# Directions
Entries follow. Set all of them down as they stand.

# Recorded information
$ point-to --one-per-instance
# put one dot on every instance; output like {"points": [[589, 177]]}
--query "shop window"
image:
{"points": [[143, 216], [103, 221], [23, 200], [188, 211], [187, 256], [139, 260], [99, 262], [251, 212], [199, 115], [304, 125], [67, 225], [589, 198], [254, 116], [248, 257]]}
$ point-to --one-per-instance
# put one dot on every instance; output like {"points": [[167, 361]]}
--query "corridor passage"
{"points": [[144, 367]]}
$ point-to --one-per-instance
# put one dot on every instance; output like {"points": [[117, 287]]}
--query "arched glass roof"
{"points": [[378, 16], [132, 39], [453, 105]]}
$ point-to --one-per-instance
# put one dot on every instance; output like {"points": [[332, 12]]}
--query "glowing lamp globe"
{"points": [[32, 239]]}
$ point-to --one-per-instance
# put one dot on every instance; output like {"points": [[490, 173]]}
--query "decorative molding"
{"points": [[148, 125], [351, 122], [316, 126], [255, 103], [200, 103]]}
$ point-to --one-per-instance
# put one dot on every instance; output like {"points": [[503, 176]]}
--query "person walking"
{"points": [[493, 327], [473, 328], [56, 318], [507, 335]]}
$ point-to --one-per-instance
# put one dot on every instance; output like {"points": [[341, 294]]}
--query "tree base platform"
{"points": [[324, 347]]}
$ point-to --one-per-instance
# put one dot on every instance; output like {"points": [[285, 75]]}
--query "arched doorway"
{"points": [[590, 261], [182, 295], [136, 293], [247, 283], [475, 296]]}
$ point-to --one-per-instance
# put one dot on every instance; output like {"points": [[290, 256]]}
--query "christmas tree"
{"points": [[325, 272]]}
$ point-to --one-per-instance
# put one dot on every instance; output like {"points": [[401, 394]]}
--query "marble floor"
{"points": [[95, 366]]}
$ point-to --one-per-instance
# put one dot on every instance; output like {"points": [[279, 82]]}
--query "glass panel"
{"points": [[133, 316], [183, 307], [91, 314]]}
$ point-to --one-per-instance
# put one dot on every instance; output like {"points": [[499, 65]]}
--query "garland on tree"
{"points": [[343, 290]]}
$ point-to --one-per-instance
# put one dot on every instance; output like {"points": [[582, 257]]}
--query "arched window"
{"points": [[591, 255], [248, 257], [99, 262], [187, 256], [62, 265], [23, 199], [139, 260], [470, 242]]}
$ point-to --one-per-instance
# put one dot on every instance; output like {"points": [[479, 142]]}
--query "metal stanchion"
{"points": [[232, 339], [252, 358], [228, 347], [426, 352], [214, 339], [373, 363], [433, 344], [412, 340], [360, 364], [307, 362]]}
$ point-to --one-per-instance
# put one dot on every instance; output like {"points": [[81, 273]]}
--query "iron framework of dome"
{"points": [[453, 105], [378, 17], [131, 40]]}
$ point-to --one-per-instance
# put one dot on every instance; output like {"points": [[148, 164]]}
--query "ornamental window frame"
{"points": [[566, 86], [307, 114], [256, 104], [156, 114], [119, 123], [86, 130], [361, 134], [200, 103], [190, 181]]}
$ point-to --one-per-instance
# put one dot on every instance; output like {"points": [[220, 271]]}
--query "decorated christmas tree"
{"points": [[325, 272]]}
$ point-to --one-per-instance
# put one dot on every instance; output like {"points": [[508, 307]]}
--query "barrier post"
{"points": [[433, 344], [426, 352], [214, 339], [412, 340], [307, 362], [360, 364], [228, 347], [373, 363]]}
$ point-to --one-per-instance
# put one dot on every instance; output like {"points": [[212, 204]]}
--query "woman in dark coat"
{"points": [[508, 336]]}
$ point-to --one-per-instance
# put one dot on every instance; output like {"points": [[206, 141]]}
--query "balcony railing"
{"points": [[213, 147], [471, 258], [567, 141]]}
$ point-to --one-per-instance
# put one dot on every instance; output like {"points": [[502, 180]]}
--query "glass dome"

# Solution to the exercise
$ point-to --one-per-instance
# put one dot on every instance; output like {"points": [[589, 177]]}
--query "shop window"
image:
{"points": [[143, 216], [103, 221], [23, 200], [188, 211], [187, 256], [139, 260], [99, 262], [251, 212], [199, 115], [304, 125], [67, 225], [589, 198], [254, 116], [248, 257]]}
$ point-to --one-per-instance
# put one dot on every instance; output like {"points": [[167, 361]]}
--query "corridor passage"
{"points": [[144, 367]]}
$ point-to --one-per-instance
# put one dot on every instance; output like {"points": [[117, 287]]}
--query "arched glass roof"
{"points": [[378, 16], [132, 39], [453, 105]]}
$ point-to --one-per-instance
# put one dot on every instance; output like {"points": [[332, 12]]}
--query "glowing lamp globe"
{"points": [[32, 239]]}
$ point-to --one-per-instance
# put one dot on every instance; output like {"points": [[490, 173]]}
--query "decorative molding"
{"points": [[148, 125], [351, 122], [316, 126], [255, 103], [200, 103]]}
$ point-to --one-per-instance
# put one dot on every instance; output like {"points": [[503, 176]]}
--query "person walking"
{"points": [[493, 327], [473, 328], [56, 318], [507, 335]]}
$ point-to --one-per-instance
# put one dot on every instance; output like {"points": [[341, 294]]}
--query "tree base platform"
{"points": [[324, 347]]}
$ point-to --one-per-instance
# put one dot on every instance; output like {"points": [[285, 75]]}
--query "arched doorway"
{"points": [[590, 261], [182, 295], [136, 293], [247, 283], [475, 296]]}
$ point-to --one-per-instance
# put one dot on every instance; output like {"points": [[290, 256]]}
--query "christmas tree"
{"points": [[325, 272]]}
$ point-to --one-per-instance
# put one dot on every instance; output like {"points": [[401, 394]]}
--query "marble floor"
{"points": [[95, 366]]}
$ point-to --one-per-instance
# put one dot on every instance; output like {"points": [[279, 82]]}
--query "glass panel"
{"points": [[133, 316], [183, 307], [91, 314]]}
$ point-to --one-per-instance
# put one dot on every instance; output like {"points": [[499, 65]]}
--query "garland on tree"
{"points": [[343, 290]]}
$ point-to --one-per-instance
# put one dot on every instance; output like {"points": [[582, 257]]}
--query "arched window"
{"points": [[591, 255], [248, 257], [99, 262], [187, 256], [62, 265], [23, 199], [139, 260], [470, 242]]}
$ point-to --one-per-instance
# put one dot on every instance; output like {"points": [[479, 142]]}
--query "metal stanchion"
{"points": [[232, 339], [252, 358], [228, 347], [426, 352], [214, 339], [373, 363], [433, 344], [412, 340], [360, 364], [307, 362]]}
$ point-to --one-per-instance
# put one dot on every instance; output like {"points": [[81, 273]]}
--query "iron framework of dome"
{"points": [[453, 105], [378, 17], [131, 40]]}
$ point-to --one-per-instance
# put one dot on every instance; output like {"points": [[148, 164]]}
--query "ornamental window frame"
{"points": [[566, 86], [307, 114], [256, 104], [156, 114], [119, 123], [86, 130], [361, 134], [200, 103], [190, 181]]}
$ point-to --one-per-instance
# put one dot on every instance; output like {"points": [[220, 271]]}
--query "decorated christmas tree"
{"points": [[325, 272]]}
$ point-to --one-per-instance
# put one dot on every instance; output like {"points": [[508, 307]]}
--query "barrier post"
{"points": [[433, 344], [426, 352], [214, 339], [412, 340], [307, 362], [360, 364], [228, 347], [373, 363]]}
$ point-to --one-per-instance
# put one dot on every instance; output like {"points": [[212, 204]]}
--query "woman in dark coat"
{"points": [[508, 336]]}
$ point-to --one-per-instance
# put one dot on every instance; output like {"points": [[206, 141]]}
--query "balcony railing"
{"points": [[213, 147], [471, 258], [567, 141]]}
$ point-to --one-per-instance
# put one dot on every instance; output like {"points": [[502, 180]]}
--query "glass dome"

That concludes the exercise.